Reproduce all the records below line for line, with no changes.

Items from a dataset
****************************************
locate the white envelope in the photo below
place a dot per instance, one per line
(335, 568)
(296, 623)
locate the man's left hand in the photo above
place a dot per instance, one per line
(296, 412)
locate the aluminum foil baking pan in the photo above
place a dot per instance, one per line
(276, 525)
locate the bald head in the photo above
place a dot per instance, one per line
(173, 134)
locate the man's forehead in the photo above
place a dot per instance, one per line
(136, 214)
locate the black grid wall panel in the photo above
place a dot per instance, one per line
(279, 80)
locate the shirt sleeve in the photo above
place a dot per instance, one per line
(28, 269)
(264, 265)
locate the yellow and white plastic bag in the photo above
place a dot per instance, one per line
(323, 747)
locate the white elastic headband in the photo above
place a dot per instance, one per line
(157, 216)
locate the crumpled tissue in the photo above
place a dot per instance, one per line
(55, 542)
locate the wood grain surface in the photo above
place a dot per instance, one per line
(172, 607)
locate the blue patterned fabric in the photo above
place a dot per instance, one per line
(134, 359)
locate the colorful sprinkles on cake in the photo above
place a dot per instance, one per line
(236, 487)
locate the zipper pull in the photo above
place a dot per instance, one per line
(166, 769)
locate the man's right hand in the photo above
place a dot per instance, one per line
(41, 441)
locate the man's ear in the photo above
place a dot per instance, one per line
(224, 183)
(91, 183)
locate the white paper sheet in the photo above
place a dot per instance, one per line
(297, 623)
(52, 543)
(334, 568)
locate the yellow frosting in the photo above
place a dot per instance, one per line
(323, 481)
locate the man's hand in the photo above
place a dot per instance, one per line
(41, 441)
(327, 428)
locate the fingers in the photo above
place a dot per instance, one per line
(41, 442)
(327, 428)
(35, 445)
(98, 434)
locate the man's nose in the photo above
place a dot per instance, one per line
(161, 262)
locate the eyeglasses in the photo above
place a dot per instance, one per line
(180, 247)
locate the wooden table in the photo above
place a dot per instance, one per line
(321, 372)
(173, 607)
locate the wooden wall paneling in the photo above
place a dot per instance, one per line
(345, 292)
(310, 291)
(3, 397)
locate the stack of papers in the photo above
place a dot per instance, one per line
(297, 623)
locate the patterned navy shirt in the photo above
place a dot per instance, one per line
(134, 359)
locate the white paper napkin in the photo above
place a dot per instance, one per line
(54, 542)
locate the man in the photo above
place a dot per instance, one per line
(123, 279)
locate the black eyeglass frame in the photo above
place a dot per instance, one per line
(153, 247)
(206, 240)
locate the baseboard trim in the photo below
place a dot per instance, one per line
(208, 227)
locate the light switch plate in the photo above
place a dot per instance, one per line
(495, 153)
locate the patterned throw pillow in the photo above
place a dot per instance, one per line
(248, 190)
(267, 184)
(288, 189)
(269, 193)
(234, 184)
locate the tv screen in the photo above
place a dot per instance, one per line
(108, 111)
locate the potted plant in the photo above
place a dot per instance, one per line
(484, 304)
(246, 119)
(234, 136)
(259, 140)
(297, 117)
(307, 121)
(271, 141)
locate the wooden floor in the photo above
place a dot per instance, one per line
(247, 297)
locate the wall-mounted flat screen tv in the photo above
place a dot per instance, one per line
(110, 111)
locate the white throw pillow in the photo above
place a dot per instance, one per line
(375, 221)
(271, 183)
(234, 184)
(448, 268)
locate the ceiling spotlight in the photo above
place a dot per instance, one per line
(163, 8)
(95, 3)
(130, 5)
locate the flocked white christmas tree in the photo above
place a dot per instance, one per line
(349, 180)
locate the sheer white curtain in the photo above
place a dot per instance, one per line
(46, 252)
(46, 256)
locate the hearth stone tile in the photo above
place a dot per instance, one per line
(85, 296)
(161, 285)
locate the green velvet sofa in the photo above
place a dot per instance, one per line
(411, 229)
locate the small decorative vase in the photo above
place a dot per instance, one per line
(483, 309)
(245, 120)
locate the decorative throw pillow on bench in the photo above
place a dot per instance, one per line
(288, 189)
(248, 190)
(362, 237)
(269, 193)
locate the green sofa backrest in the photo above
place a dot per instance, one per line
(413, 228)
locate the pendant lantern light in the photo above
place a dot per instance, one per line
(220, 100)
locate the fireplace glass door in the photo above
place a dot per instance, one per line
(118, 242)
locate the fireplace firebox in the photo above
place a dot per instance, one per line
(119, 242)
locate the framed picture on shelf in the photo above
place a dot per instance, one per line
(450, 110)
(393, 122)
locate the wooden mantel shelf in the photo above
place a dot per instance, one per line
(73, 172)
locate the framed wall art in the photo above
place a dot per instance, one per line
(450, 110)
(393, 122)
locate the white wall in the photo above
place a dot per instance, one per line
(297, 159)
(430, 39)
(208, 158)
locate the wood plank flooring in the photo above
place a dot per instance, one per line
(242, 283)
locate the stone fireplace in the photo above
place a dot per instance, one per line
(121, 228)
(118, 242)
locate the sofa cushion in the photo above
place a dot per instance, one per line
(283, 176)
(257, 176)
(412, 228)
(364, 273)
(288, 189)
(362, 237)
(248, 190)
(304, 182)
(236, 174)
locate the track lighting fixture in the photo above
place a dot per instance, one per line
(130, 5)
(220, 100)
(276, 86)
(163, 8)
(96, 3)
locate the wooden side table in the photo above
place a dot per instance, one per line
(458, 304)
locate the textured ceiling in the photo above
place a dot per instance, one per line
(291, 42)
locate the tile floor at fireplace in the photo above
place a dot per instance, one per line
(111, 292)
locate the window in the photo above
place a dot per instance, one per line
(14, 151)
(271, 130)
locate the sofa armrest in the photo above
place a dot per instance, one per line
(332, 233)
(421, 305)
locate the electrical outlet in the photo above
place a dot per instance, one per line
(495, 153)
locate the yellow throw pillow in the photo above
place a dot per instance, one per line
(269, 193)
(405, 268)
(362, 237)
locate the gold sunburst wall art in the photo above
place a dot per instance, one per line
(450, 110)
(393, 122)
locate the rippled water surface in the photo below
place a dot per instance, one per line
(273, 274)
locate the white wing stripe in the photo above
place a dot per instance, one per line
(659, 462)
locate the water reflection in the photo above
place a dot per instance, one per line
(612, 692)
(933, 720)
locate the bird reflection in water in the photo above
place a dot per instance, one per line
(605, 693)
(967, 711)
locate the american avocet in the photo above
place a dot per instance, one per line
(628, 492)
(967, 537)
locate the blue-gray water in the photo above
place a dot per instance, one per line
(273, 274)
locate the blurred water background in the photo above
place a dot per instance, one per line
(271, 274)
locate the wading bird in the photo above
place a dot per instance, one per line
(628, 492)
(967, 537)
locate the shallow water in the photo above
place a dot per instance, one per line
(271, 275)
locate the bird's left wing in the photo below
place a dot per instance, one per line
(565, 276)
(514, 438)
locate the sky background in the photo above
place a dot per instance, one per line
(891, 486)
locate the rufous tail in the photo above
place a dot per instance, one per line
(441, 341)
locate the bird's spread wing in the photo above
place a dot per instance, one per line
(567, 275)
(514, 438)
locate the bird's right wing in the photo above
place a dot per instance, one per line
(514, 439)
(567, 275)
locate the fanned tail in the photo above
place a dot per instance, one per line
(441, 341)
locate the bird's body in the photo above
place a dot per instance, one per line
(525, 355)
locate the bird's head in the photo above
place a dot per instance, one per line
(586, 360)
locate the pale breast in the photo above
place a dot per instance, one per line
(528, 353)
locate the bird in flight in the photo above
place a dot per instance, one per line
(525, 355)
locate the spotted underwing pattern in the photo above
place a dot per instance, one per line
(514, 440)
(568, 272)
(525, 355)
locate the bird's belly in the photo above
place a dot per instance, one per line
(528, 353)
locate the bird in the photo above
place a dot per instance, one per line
****************************************
> _Solution for this exercise_:
locate the white envelope in the photo below
place a dot per instance, one per line
(335, 568)
(296, 623)
locate the man's left hand in the photo above
place a dot per instance, one per line
(296, 412)
locate the aluminum foil baking pan in the photo above
place a dot per instance, one per line
(276, 525)
locate the bald head in the photo above
place a dot per instance, one per line
(173, 134)
locate the man's forehead in the photo above
place a dot per instance, one per line
(136, 214)
locate the black grid wall panel in the photo above
place a dot per instance, one per line
(279, 80)
locate the shirt sleeve in the photo above
place a dot per instance, one per line
(28, 269)
(264, 265)
locate the yellow and white plastic bag in the photo above
place a dot per instance, one per line
(323, 747)
locate the white elastic headband in the photo above
place a dot per instance, one per line
(157, 216)
locate the crumpled tissue in the photo above
place a dot per instance, one per line
(55, 542)
locate the wood grain surface in the photo above
place a dot per instance, one per line
(172, 607)
locate the blue patterned fabric in the photo above
place a dot per instance, one per line
(134, 359)
locate the colorful sprinkles on cake in the photo above
place a dot per instance, one per line
(236, 487)
locate the zipper pull in the photo above
place a dot per instance, one per line
(166, 769)
locate the man's right hand in the photo above
place a dot per instance, one per line
(41, 441)
locate the man's ear in the photo above
place a dot per instance, one per line
(224, 183)
(91, 183)
locate the white paper sheet in the photo above
place a dot per instance, one per line
(297, 623)
(52, 543)
(334, 568)
locate the yellow frosting in the photo above
place a dot per instance, one per line
(323, 481)
locate the man's hand in the photo above
place a dot per instance, one per line
(41, 441)
(327, 428)
locate the fingers in the photo above
place a dot per instance, one per line
(41, 442)
(327, 428)
(35, 445)
(98, 434)
locate the man's nose in the photo above
place a dot per instance, one per line
(161, 262)
locate the eyeglasses in the photo above
place a dot per instance, one per line
(180, 247)
locate the wooden table in the photo above
place a dot per instance, one per line
(321, 372)
(173, 607)
locate the wooden wall paneling in the photo above
place a dot per instance, one per line
(345, 292)
(310, 291)
(3, 397)
locate the stack of papers in the photo above
place a dot per instance, one per line
(297, 623)
locate the patterned navy shirt in the photo above
place a dot per instance, one per line
(134, 359)
locate the white paper napkin in the photo above
place a dot per instance, one per line
(54, 542)
locate the man in the photo above
place a dot per instance, one per line
(123, 279)
locate the black eyeglass frame in the photo above
place a dot per instance, one per line
(153, 247)
(206, 240)
locate the baseboard trim in the photo below
place a dot per instance, one per line
(208, 227)
locate the light switch plate in the photo above
place a dot per instance, one per line
(495, 153)
locate the patterned throw pillow in the photo above
place a dot per instance, one per line
(248, 190)
(267, 184)
(288, 189)
(269, 193)
(234, 184)
locate the tv screen in the photo above
place a dot per instance, one per line
(108, 111)
locate the potted plant in the photo above
place a dot per instance, one per line
(484, 304)
(246, 119)
(234, 136)
(259, 140)
(297, 117)
(307, 121)
(271, 141)
locate the wooden floor in the photo above
place a dot per instance, one per line
(247, 297)
locate the wall-mounted flat screen tv in the photo above
place a dot per instance, one per line
(110, 111)
locate the white throw pillow in the photo above
place a dot per instance, one per line
(375, 221)
(271, 183)
(234, 184)
(448, 268)
locate the ceiling spotlight in the photo above
place a dot per instance, one per line
(163, 8)
(95, 3)
(130, 5)
locate the flocked white christmas tree in the photo above
place a dot per instance, one per line
(349, 180)
locate the sheer white curtain in the photo above
place a dot per instance, one per line
(46, 252)
(46, 256)
locate the hearth stone tile in the photo above
place a dot per instance, one per line
(85, 296)
(161, 285)
locate the green velvet sofa in the photo above
place a dot per instance, one per line
(411, 229)
locate the small decorative vase in the photo above
place a dot per instance, one per line
(483, 309)
(245, 120)
locate the decorative throw pillow on bench in the photo above
place a dot per instance, one per line
(288, 189)
(248, 190)
(362, 237)
(269, 193)
locate the green sofa backrest in the photo above
place a dot per instance, one per line
(413, 228)
locate the pendant lantern light in the photo above
place a dot per instance, one per line
(220, 100)
locate the fireplace glass door in the photo above
place a dot per instance, one per line
(118, 242)
locate the fireplace firebox in the photo above
place a dot per instance, one per line
(119, 242)
locate the framed picture on shelf in the photo above
place a dot per instance, one per line
(450, 110)
(393, 122)
locate the wooden mantel shelf in the photo above
place a dot per instance, one per line
(73, 172)
locate the framed wall art in the photo above
place a dot per instance, one per line
(450, 110)
(393, 122)
locate the white wall in the photo above
place a dot per instance, one per line
(297, 159)
(430, 39)
(208, 158)
locate the wood plank flooring in the photo above
place a dot per instance, one per line
(242, 283)
locate the stone fireplace in the photo above
place a dot per instance, one per line
(121, 228)
(118, 242)
locate the sofa cushion in the photo above
place a dot per instance, one per line
(283, 176)
(257, 176)
(412, 228)
(364, 273)
(288, 189)
(362, 237)
(248, 190)
(304, 182)
(236, 174)
locate the track lighting fixture in the photo above
place a dot per instance, one per line
(130, 5)
(220, 100)
(276, 86)
(163, 8)
(96, 3)
locate the wooden side table in the photo above
place a dot per instance, one per line
(458, 304)
locate the textured ceiling in the photo above
place a dot per instance, one per line
(291, 42)
locate the tile floor at fireplace in the photo above
place a dot per instance, one per line
(111, 292)
locate the window in the photo above
place a dot per instance, one per line
(14, 151)
(271, 130)
locate the sofa armrest in the photo above
place a dot per instance, one per line
(332, 233)
(421, 305)
locate the electrical outlet in the photo above
place a dot per instance, one per line
(495, 153)
locate the yellow throw pillow in the photo above
place a dot per instance, one per line
(269, 193)
(405, 268)
(362, 237)
locate the gold sunburst wall art in the photo above
place a dot per instance, one per line
(450, 110)
(393, 122)
locate the rippled water surface in the photo below
place a dot per instance, one per line
(273, 274)
locate the white wing stripe in the photo above
place a dot per instance, one per line
(659, 462)
locate the water reflection in the photo above
place a dot per instance, one per line
(612, 692)
(933, 720)
locate the bird reflection in water in the photo above
place a dot per instance, one per line
(605, 693)
(967, 711)
locate the american avocet in the photo above
place a dot per instance, one per line
(628, 492)
(967, 537)
locate the blue-gray water in the photo above
place a dot per instance, one per line
(273, 274)
locate the blurred water background in the photo above
place a dot per instance, one per line
(271, 274)
locate the wading bird in the photo above
place a dot per instance, one per line
(628, 492)
(967, 537)
locate the shallow water in the photo above
place a dot per instance, one per line
(271, 275)
locate the bird's left wing in the photo below
place a dot per instance, one per line
(565, 276)
(514, 438)
locate the sky background in the photo above
place a dot per instance, one per line
(891, 486)
locate the rufous tail in the photo above
place a dot per instance, one per line
(441, 341)
locate the bird's spread wing in the photo above
place a dot per instance, one per line
(567, 275)
(514, 438)
locate the bird's right wing in the photo above
place a dot per instance, one per line
(514, 439)
(567, 275)
locate the fanned tail in the photo above
place a dot per instance, one per line
(441, 341)
locate the bird's body in the photo above
place a dot per instance, one per line
(525, 355)
locate the bird's head in the photo above
place a dot per instance, one per line
(586, 360)
locate the pale breast in the photo above
place a dot per instance, one per line
(528, 353)
locate the bird in flight in the photo above
place a dot per instance, one per line
(525, 355)
locate the spotted underwing pattern in the photo above
place a dot per instance, one per line
(514, 440)
(568, 272)
(525, 355)
locate the bird's belly in the photo above
place a dot per instance, one per line
(528, 353)
locate the bird in the photo above
place a dot per instance, one per line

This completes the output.